##### RECORDS SUPPLIED

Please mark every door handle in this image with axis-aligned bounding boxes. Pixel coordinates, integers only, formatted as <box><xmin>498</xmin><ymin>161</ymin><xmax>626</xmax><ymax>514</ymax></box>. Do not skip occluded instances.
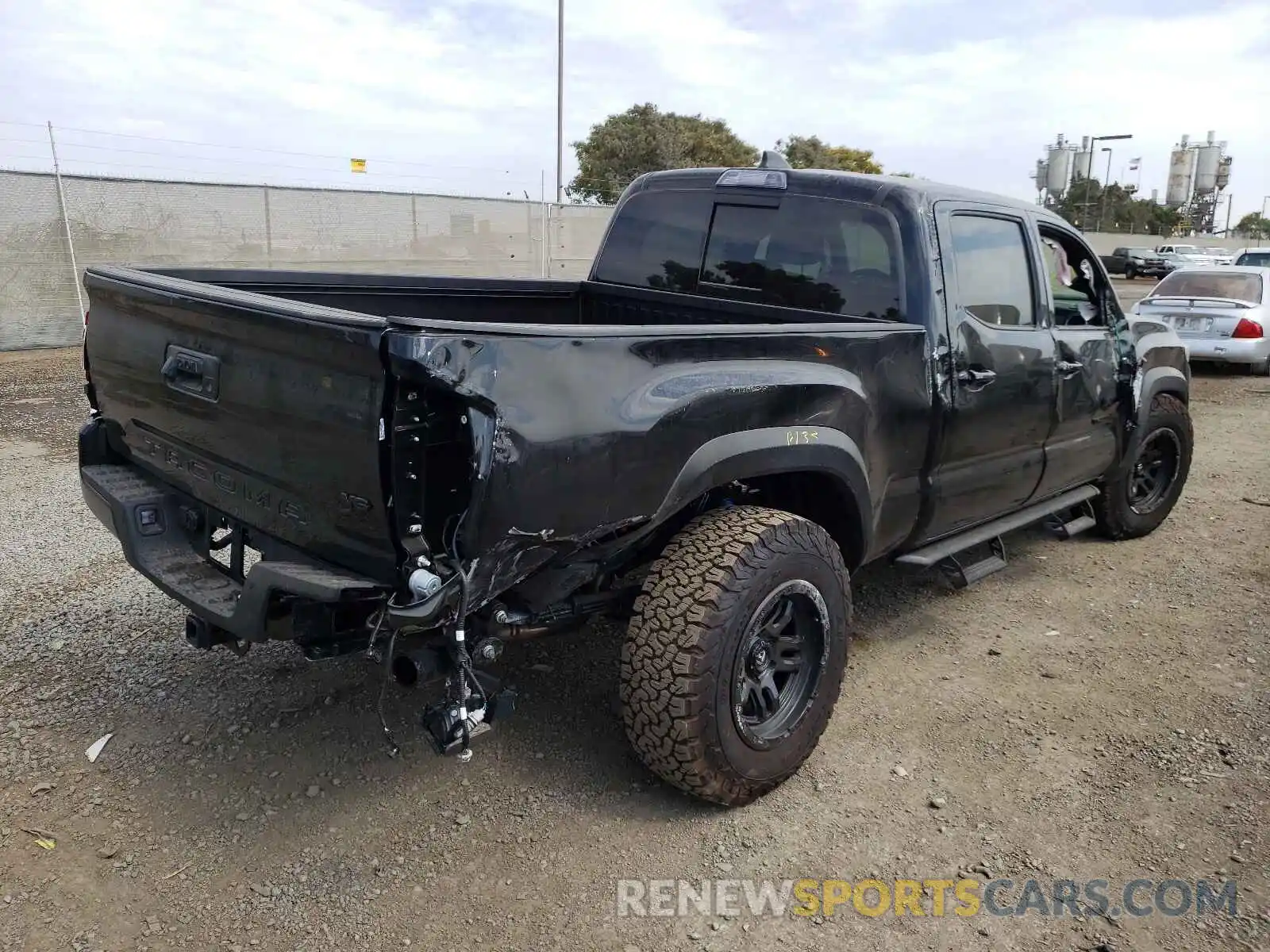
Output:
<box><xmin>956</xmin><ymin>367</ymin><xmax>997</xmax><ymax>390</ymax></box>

##########
##### RECORDS SUPPLIED

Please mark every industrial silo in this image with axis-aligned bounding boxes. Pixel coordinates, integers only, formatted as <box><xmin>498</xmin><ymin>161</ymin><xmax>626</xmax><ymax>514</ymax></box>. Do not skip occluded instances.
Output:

##########

WORK INSTRUCTIONS –
Return each line of the entries above that contains the word "every".

FINAL RESULT –
Please mark every door handle in this image with axis-aligned bounding boxes. Pixel coordinates, integers only, formatted as <box><xmin>498</xmin><ymin>161</ymin><xmax>626</xmax><ymax>514</ymax></box>. Do not skip occluded instances.
Please mark every industrial silo in this image with axis-aligned bounding boxes. Pixel coordinates, integers only, formatted as <box><xmin>498</xmin><ymin>161</ymin><xmax>626</xmax><ymax>514</ymax></box>. Do not skip occluded instances.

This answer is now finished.